Work instructions ->
The whole listing below is to be returned without alteration.

───── Available data ─────

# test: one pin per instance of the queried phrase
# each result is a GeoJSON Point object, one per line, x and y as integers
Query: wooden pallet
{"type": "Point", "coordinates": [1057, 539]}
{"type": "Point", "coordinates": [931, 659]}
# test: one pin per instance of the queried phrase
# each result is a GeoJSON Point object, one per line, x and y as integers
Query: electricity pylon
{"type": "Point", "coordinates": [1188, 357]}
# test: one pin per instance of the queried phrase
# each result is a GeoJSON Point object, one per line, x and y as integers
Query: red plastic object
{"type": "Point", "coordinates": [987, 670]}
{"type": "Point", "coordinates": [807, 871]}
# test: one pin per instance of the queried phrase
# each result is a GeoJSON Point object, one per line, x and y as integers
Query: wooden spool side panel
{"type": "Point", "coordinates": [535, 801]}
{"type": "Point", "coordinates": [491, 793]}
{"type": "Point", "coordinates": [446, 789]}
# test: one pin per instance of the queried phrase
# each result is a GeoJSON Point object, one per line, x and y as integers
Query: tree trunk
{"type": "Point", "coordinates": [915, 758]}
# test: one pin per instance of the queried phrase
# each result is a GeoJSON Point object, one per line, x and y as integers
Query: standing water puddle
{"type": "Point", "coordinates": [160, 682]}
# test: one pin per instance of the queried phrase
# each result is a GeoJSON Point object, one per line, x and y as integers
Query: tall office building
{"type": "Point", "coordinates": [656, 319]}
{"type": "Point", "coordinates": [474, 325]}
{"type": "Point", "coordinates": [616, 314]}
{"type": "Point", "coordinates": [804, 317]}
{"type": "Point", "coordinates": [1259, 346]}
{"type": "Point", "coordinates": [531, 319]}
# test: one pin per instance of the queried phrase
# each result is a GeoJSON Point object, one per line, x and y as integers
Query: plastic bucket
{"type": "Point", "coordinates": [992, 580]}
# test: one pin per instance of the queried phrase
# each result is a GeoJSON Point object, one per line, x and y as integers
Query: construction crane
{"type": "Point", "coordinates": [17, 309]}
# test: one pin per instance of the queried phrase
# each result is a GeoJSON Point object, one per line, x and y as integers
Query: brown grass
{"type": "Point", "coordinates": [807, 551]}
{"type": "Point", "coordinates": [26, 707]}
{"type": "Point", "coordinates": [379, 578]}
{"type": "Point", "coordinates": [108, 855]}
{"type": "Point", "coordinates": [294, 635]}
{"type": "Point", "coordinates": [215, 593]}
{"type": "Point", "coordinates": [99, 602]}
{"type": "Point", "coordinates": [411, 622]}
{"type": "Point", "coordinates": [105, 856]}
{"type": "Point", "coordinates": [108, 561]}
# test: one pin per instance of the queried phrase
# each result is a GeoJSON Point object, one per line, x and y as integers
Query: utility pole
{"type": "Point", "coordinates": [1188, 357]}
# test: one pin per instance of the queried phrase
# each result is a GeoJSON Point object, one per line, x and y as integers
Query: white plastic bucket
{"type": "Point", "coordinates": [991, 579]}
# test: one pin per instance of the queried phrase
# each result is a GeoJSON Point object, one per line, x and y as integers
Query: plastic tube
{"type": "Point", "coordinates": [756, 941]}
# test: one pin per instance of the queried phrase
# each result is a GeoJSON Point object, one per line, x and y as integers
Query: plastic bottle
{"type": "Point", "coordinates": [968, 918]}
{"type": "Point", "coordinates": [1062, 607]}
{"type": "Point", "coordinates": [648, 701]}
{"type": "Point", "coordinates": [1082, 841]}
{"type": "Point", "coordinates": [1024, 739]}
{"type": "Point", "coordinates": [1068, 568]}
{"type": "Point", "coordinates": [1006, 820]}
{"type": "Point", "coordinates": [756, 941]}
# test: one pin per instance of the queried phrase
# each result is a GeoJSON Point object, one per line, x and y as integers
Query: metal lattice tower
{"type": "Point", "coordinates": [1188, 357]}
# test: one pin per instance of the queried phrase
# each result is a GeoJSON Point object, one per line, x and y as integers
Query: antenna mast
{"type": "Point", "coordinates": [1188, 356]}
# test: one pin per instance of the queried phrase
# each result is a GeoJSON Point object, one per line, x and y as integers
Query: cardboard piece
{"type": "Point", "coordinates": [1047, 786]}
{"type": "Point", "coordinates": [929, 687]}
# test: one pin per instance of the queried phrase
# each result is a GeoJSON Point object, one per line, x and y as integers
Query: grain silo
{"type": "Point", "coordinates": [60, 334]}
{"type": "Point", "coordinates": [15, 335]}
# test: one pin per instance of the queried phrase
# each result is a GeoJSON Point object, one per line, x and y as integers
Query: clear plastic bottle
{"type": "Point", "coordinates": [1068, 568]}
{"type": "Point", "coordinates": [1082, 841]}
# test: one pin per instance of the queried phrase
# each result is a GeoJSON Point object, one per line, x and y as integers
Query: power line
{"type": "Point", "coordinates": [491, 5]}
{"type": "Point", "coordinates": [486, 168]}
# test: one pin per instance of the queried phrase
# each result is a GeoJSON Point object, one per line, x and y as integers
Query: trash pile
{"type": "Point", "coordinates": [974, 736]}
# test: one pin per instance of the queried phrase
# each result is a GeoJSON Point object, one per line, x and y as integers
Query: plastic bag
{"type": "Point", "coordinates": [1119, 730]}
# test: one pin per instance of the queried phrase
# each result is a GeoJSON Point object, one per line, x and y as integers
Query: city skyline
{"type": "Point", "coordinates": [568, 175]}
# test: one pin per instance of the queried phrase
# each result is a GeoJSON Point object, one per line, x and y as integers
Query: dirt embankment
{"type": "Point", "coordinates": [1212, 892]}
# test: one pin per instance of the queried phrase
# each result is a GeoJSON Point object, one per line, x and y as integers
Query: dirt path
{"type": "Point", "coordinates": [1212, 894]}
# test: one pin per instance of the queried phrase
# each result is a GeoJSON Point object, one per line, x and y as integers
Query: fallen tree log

─────

Exercise solution ->
# test: one pin per instance of the queried phrase
# each result is a GeoJSON Point object, one per line, x and y as integers
Query: wooden pallet
{"type": "Point", "coordinates": [1057, 539]}
{"type": "Point", "coordinates": [931, 659]}
# test: one pin per instance of the queried phrase
# each result is a GeoJSON Point object, one per line, x and y as integers
Query: electricity pylon
{"type": "Point", "coordinates": [1188, 357]}
# test: one pin per instance of the queried phrase
# each result is a GeoJSON Point object, one per line, x and y as integers
Query: red plastic object
{"type": "Point", "coordinates": [987, 670]}
{"type": "Point", "coordinates": [807, 871]}
# test: one pin per instance of the queried phrase
# each result is a GeoJSON Point object, one per line, x and y as integers
Query: wooden spool side panel
{"type": "Point", "coordinates": [535, 801]}
{"type": "Point", "coordinates": [491, 793]}
{"type": "Point", "coordinates": [446, 789]}
# test: one pin per instance of the queried phrase
# each result is a GeoJSON Point object, one per line, x and y as integers
Query: tree trunk
{"type": "Point", "coordinates": [915, 758]}
# test: one pin per instance of the queried phrase
# each result is a GeoJSON Point object, one per line, x and y as integers
Query: standing water puddle
{"type": "Point", "coordinates": [160, 682]}
# test: one pin per instance of the queried phrase
# each result is a GeoJSON Point object, one per line, x and y as integers
Query: tall office building
{"type": "Point", "coordinates": [656, 319]}
{"type": "Point", "coordinates": [474, 325]}
{"type": "Point", "coordinates": [616, 314]}
{"type": "Point", "coordinates": [804, 317]}
{"type": "Point", "coordinates": [1259, 346]}
{"type": "Point", "coordinates": [531, 319]}
# test: one pin per instance of the queried phrase
# each result is a GeoJSON Point object, one per line, x and y as integers
Query: plastic bucket
{"type": "Point", "coordinates": [992, 580]}
# test: one pin per instance of the queried phrase
# each result is a GeoJSON Point object, one per line, x and y as integers
Query: construction crane
{"type": "Point", "coordinates": [17, 309]}
# test: one pin per instance of the queried phrase
# each result is a GeoJSON Point object, one per line, x and y as integers
Query: brown grass
{"type": "Point", "coordinates": [807, 551]}
{"type": "Point", "coordinates": [26, 707]}
{"type": "Point", "coordinates": [379, 578]}
{"type": "Point", "coordinates": [108, 855]}
{"type": "Point", "coordinates": [294, 635]}
{"type": "Point", "coordinates": [215, 593]}
{"type": "Point", "coordinates": [99, 602]}
{"type": "Point", "coordinates": [411, 622]}
{"type": "Point", "coordinates": [105, 856]}
{"type": "Point", "coordinates": [108, 561]}
# test: one pin per instance of the queried phrase
# each result is a GeoJSON Point object, one per line, x and y as integers
Query: utility pole
{"type": "Point", "coordinates": [1188, 357]}
# test: one pin per instance of the queried phrase
# each result is a GeoJSON Point object, one per line, x and y as integers
Query: white plastic bucket
{"type": "Point", "coordinates": [991, 579]}
# test: one pin per instance of the queried phrase
# each result is a GeoJSON Point object, one per line, x and y as integers
Query: plastic tube
{"type": "Point", "coordinates": [756, 941]}
# test: one pin per instance of the queried phrase
# each result is a GeoJSON Point object, one per line, x and y as integers
Query: plastic bottle
{"type": "Point", "coordinates": [968, 918]}
{"type": "Point", "coordinates": [1062, 607]}
{"type": "Point", "coordinates": [648, 701]}
{"type": "Point", "coordinates": [1082, 841]}
{"type": "Point", "coordinates": [1024, 739]}
{"type": "Point", "coordinates": [1068, 568]}
{"type": "Point", "coordinates": [1006, 820]}
{"type": "Point", "coordinates": [756, 941]}
# test: one pin per instance of the queried phrase
# each result is a GeoJSON Point object, one per line, x and y as integers
Query: metal lattice tower
{"type": "Point", "coordinates": [1188, 357]}
# test: one pin per instance of the queried phrase
# each result is a GeoJSON Point object, one per line, x and y as integers
Query: antenna mast
{"type": "Point", "coordinates": [1188, 356]}
# test: one pin per instance of the queried phrase
# each result is a GeoJSON Point object, one per line, x and y as integers
Query: cardboard piece
{"type": "Point", "coordinates": [1047, 786]}
{"type": "Point", "coordinates": [929, 687]}
# test: one pin per instance of the queried phrase
# each result is a GeoJSON Point object, one per line, x and y as integers
Query: grain silo
{"type": "Point", "coordinates": [60, 334]}
{"type": "Point", "coordinates": [15, 335]}
# test: one pin per instance of the queried phrase
# each result is a GeoJSON Point object, one per line, x and y as integers
Query: clear plastic bottle
{"type": "Point", "coordinates": [1068, 568]}
{"type": "Point", "coordinates": [1082, 841]}
# test: one pin per instance of the queried phrase
# each result is a GeoJSON Point object, one per line, x and y as integers
Query: power line
{"type": "Point", "coordinates": [491, 5]}
{"type": "Point", "coordinates": [486, 168]}
# test: one pin per instance of the queried phrase
# each result is a GeoJSON Point object, one per line, x and y as integers
Query: trash pile
{"type": "Point", "coordinates": [974, 736]}
# test: one pin per instance of the queried phrase
# each result is a GeoJSON Point object, one per line, x and y as integers
Query: plastic bag
{"type": "Point", "coordinates": [1119, 730]}
# test: one pin per instance of the queried phrase
# each result is a GeoJSON Point object, one per line, x and y as integers
Query: city skyline
{"type": "Point", "coordinates": [568, 175]}
# test: one pin per instance of the queried phrase
# each result is a GeoJSON Point object, one per line, x and y as integers
Query: dirt embankment
{"type": "Point", "coordinates": [1212, 892]}
# test: one pin per instance of the queried phrase
# each result is a GeoJSON Point object, one per line, x and y as integers
Query: dirt path
{"type": "Point", "coordinates": [1212, 894]}
# test: one pin per instance of the queried phrase
# each result is a GeoJSON Point object, one per line, x and y as integers
Query: fallen tree log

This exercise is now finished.